**PROBLEM TO SOLVE**
Please give the data again exactly, with no line dropped.
§
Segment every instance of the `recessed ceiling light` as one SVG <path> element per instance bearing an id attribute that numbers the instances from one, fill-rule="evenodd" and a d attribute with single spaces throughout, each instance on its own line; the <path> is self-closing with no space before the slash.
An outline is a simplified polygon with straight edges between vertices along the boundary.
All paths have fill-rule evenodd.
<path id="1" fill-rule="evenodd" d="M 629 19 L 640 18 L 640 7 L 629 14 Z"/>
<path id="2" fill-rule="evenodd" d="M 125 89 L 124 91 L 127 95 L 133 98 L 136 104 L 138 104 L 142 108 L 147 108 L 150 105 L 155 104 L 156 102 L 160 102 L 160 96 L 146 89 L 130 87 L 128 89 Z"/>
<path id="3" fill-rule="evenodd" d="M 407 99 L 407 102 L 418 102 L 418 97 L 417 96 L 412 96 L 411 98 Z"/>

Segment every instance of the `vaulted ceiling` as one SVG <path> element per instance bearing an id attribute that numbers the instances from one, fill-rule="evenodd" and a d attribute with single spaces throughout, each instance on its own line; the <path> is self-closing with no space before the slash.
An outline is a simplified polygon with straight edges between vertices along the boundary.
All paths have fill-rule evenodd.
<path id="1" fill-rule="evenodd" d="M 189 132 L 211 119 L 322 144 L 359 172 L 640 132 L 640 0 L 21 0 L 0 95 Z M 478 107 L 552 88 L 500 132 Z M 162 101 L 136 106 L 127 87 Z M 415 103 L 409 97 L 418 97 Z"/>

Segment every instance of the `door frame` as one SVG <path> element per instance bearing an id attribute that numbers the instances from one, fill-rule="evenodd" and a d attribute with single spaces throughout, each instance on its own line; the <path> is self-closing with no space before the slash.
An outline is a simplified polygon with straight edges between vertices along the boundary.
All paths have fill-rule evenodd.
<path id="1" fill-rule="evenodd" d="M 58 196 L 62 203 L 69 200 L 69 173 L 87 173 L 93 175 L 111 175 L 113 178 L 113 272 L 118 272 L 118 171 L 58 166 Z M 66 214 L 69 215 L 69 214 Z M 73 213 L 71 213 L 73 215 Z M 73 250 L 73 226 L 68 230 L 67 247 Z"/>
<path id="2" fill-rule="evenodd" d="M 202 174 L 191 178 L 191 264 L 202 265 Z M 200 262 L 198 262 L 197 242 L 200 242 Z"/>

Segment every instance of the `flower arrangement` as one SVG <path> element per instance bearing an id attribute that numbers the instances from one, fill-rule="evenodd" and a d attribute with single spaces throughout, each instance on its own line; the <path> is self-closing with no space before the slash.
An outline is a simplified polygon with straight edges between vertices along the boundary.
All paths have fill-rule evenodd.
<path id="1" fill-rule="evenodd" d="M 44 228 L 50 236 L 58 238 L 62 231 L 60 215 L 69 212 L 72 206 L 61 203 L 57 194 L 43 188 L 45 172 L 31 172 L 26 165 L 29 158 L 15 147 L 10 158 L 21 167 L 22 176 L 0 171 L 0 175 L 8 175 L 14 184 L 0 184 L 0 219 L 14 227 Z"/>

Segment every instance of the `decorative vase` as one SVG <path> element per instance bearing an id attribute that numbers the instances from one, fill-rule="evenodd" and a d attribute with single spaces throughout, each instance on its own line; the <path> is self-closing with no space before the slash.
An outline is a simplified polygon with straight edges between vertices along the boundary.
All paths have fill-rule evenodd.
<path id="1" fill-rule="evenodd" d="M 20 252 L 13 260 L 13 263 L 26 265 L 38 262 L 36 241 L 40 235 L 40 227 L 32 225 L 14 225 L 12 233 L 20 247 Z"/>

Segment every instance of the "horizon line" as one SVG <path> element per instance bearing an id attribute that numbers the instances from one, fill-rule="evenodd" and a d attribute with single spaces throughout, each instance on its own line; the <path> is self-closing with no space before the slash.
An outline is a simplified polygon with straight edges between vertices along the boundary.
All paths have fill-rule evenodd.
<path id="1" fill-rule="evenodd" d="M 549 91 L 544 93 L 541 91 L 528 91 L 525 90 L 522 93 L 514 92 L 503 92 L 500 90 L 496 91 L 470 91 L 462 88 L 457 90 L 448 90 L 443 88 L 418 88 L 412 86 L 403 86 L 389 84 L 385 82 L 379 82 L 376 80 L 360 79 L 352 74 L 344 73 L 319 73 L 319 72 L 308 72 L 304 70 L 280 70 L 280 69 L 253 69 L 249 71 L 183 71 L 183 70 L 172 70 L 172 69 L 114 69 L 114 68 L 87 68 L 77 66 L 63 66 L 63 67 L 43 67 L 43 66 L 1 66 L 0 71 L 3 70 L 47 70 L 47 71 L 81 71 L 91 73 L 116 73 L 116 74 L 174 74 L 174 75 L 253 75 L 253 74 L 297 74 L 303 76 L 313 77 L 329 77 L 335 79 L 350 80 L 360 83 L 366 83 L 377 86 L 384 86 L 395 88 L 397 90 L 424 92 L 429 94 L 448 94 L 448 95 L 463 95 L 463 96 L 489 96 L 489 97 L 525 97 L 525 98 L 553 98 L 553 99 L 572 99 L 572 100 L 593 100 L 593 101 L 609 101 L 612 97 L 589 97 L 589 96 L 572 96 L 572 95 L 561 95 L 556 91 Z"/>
§
**SOLUTION TO THIS EXERCISE**
Segment every instance of the `recessed ceiling light` as one SVG <path> element per instance bearing an id attribute that numbers the instances from one, fill-rule="evenodd" and a d attribute with single spaces throughout, each instance on its own line; the <path> is self-closing with no space before the slash.
An outline is a simplified polygon with straight edges between vertices along the boundary.
All paths have fill-rule evenodd.
<path id="1" fill-rule="evenodd" d="M 629 19 L 640 18 L 640 7 L 629 14 Z"/>
<path id="2" fill-rule="evenodd" d="M 125 89 L 124 91 L 127 95 L 133 98 L 136 104 L 138 104 L 142 108 L 147 108 L 150 105 L 155 104 L 156 102 L 160 102 L 160 96 L 146 89 L 130 87 L 128 89 Z"/>
<path id="3" fill-rule="evenodd" d="M 407 99 L 407 102 L 418 102 L 418 97 L 417 96 L 412 96 L 411 98 Z"/>

Segment every instance of the `vaulted ceiling` as one SVG <path> element per instance bearing an id attribute that numbers the instances from one, fill-rule="evenodd" and a d attribute with single spaces throughout, each instance on its own line; the <path> is self-closing with no space before the slash.
An outline is a simplified polygon with straight edges between vertices along the boundary.
All paths have fill-rule evenodd.
<path id="1" fill-rule="evenodd" d="M 189 132 L 211 119 L 322 144 L 359 172 L 640 132 L 640 0 L 21 0 L 0 95 Z M 478 107 L 552 88 L 500 132 Z M 162 101 L 136 106 L 127 87 Z M 415 103 L 409 97 L 418 97 Z"/>

Segment every instance of the `door frame` as one SVG <path> element per instance bearing an id attribute that numbers the instances from one, fill-rule="evenodd" and a d attribute with single spaces throughout, each instance on its own line; the <path> is self-closing with no space before the slash.
An outline is a simplified polygon with straight edges between vertices along the boundary.
All paths have fill-rule evenodd.
<path id="1" fill-rule="evenodd" d="M 58 196 L 62 203 L 69 200 L 69 173 L 87 173 L 93 175 L 111 175 L 113 178 L 113 272 L 118 272 L 118 171 L 58 166 Z M 66 214 L 69 215 L 69 214 Z M 73 213 L 71 213 L 73 215 Z M 73 250 L 73 226 L 68 230 L 67 247 Z"/>
<path id="2" fill-rule="evenodd" d="M 202 174 L 191 178 L 191 264 L 202 265 Z M 200 262 L 198 262 L 197 242 L 200 242 Z"/>

Segment every instance of the `flower arrangement` as one SVG <path> element per instance bearing an id attribute that numbers the instances from one, fill-rule="evenodd" and a d attribute with single spaces throughout, each instance on its own line; the <path> is self-closing with no space before the slash.
An outline is a simplified polygon with straight edges between vertices along the boundary.
All paths have fill-rule evenodd.
<path id="1" fill-rule="evenodd" d="M 44 228 L 50 236 L 58 238 L 62 231 L 60 215 L 69 212 L 72 206 L 61 203 L 57 194 L 43 188 L 45 172 L 31 172 L 26 165 L 29 158 L 15 147 L 10 158 L 21 167 L 22 176 L 0 171 L 0 175 L 8 175 L 14 184 L 0 184 L 0 219 L 14 227 Z"/>

Segment every instance of the `decorative vase` as one SVG <path> element per instance bearing an id attribute that numbers the instances from one, fill-rule="evenodd" and a d attribute with single spaces throughout, each instance on its own line; the <path> is self-closing with no space before the slash.
An outline is a simplified polygon with straight edges between vertices along the boundary.
All paths have fill-rule evenodd.
<path id="1" fill-rule="evenodd" d="M 20 252 L 13 260 L 13 263 L 26 265 L 38 262 L 36 241 L 40 235 L 40 227 L 32 225 L 14 225 L 12 233 L 20 247 Z"/>

Segment every instance of the "horizon line" as one SVG <path> element per instance bearing an id attribute that numbers the instances from one, fill-rule="evenodd" and a d attribute with single spaces throughout, each instance on its own line; the <path> is self-closing with no space before the slash.
An outline is a simplified polygon with straight edges between vertices along the boundary.
All paths have fill-rule evenodd.
<path id="1" fill-rule="evenodd" d="M 549 91 L 544 93 L 541 91 L 528 91 L 525 90 L 522 93 L 514 92 L 503 92 L 500 90 L 496 91 L 470 91 L 462 88 L 457 90 L 448 90 L 443 88 L 418 88 L 412 86 L 403 86 L 389 84 L 385 82 L 379 82 L 376 80 L 360 79 L 352 74 L 344 73 L 319 73 L 319 72 L 308 72 L 304 70 L 280 70 L 280 69 L 253 69 L 249 71 L 183 71 L 183 70 L 172 70 L 172 69 L 114 69 L 114 68 L 87 68 L 77 66 L 63 66 L 63 67 L 43 67 L 43 66 L 1 66 L 0 71 L 3 70 L 47 70 L 47 71 L 81 71 L 91 73 L 116 73 L 116 74 L 174 74 L 174 75 L 253 75 L 253 74 L 297 74 L 303 76 L 313 77 L 329 77 L 335 79 L 350 80 L 360 83 L 366 83 L 377 86 L 384 86 L 395 88 L 397 90 L 424 92 L 429 94 L 448 94 L 448 95 L 463 95 L 463 96 L 489 96 L 489 97 L 525 97 L 525 98 L 553 98 L 553 99 L 572 99 L 572 100 L 593 100 L 593 101 L 609 101 L 612 97 L 589 97 L 589 96 L 572 96 L 572 95 L 561 95 L 556 91 Z"/>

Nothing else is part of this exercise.